WHAT YOU ARE ASKED TO DO. Pull each line containing "green" from the data.

MATERIALS PROVIDED.
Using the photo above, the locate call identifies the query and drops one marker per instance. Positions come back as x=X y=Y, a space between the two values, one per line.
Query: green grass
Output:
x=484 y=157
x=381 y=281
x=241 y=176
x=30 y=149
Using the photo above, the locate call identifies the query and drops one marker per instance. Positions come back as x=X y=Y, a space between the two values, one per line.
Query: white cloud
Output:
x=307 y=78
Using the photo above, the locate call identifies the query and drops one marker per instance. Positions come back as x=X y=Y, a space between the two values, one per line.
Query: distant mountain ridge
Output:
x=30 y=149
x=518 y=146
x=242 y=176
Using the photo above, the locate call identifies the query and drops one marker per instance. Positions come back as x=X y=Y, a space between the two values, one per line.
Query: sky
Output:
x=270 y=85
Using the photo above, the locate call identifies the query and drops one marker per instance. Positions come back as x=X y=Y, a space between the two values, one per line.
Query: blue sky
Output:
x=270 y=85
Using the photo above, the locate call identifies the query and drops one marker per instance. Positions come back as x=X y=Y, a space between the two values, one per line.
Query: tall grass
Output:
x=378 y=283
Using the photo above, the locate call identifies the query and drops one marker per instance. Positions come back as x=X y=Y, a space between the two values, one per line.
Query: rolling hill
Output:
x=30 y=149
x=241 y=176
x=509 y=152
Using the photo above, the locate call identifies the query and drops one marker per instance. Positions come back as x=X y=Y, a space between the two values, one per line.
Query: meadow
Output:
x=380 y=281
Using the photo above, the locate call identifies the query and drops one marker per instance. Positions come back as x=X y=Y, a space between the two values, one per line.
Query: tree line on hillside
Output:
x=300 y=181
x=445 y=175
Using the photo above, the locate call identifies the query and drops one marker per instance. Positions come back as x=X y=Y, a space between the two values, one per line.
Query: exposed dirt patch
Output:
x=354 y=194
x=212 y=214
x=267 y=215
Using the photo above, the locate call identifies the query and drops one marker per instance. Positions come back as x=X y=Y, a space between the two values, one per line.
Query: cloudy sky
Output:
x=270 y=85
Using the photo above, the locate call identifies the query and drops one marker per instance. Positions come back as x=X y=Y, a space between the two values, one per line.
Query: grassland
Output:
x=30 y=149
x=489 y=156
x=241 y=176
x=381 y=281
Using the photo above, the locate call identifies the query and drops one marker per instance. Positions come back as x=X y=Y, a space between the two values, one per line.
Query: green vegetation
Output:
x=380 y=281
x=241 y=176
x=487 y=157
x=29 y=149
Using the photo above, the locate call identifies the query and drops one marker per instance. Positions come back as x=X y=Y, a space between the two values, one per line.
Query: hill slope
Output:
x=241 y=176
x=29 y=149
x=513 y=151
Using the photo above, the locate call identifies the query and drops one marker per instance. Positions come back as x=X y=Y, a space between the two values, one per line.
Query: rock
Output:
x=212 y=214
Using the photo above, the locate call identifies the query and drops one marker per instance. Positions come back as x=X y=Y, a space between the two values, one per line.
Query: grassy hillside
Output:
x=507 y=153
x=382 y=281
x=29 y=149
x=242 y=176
---
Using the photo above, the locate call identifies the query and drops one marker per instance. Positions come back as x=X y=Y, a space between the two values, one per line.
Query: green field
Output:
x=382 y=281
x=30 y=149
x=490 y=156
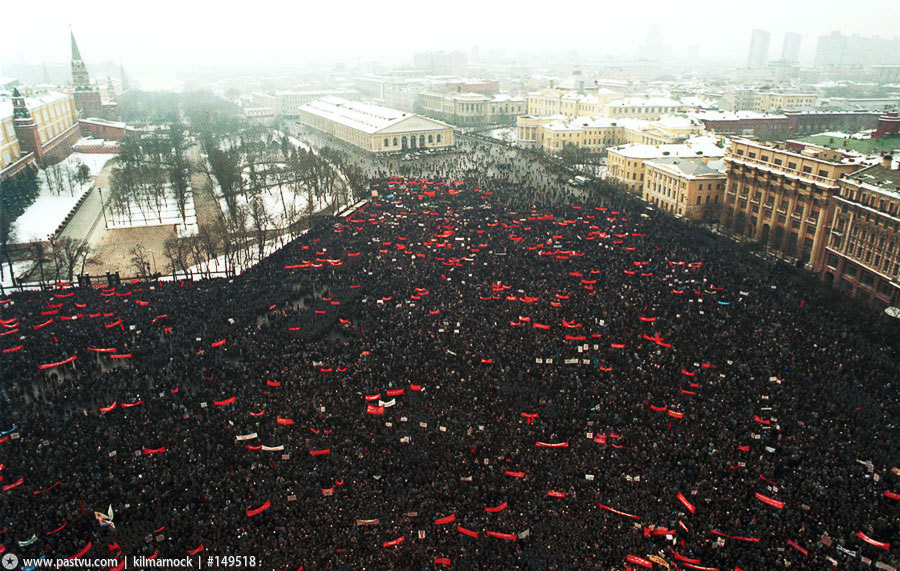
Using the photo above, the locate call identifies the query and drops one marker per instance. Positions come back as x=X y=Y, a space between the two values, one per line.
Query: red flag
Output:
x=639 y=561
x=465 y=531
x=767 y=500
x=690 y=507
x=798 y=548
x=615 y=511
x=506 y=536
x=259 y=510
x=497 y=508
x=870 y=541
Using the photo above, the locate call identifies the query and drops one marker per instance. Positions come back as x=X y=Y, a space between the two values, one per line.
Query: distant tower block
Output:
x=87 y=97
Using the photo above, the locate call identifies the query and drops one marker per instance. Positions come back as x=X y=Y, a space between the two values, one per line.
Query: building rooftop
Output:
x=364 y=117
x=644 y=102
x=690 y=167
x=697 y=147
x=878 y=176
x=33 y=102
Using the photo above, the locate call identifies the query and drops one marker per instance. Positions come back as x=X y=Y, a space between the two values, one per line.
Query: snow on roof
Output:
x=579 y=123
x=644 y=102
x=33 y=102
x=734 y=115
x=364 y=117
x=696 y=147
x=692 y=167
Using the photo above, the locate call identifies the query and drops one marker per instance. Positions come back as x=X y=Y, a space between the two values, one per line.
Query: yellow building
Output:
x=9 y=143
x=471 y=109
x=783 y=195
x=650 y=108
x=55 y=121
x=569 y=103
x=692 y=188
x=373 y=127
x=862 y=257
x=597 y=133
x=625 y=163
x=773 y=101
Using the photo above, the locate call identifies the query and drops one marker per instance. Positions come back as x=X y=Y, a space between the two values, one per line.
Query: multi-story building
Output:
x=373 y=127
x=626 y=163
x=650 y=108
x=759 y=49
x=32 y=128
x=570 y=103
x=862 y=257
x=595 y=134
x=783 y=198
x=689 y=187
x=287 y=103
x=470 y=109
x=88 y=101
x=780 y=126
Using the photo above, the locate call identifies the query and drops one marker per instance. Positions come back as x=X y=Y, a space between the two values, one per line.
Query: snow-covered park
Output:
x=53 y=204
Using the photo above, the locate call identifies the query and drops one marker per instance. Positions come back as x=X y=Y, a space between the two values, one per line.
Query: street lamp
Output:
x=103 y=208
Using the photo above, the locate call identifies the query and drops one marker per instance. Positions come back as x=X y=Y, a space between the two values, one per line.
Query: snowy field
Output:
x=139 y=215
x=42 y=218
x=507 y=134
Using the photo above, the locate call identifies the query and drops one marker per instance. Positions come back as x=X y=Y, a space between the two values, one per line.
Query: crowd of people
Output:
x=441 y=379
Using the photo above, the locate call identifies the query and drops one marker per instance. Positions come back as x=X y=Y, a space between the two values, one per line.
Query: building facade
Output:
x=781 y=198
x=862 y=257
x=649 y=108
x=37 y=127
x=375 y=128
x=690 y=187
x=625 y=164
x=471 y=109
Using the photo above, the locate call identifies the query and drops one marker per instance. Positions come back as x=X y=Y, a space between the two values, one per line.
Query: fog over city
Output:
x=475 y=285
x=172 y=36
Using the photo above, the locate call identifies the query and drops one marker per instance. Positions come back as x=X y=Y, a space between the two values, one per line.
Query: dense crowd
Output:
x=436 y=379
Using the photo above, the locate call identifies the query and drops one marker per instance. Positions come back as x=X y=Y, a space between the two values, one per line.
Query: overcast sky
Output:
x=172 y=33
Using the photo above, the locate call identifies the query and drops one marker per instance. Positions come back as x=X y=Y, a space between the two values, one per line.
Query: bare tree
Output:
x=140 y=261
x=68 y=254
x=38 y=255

THE COMPLETED TASK.
Query: green grass
Query: green vegetation
Query: green field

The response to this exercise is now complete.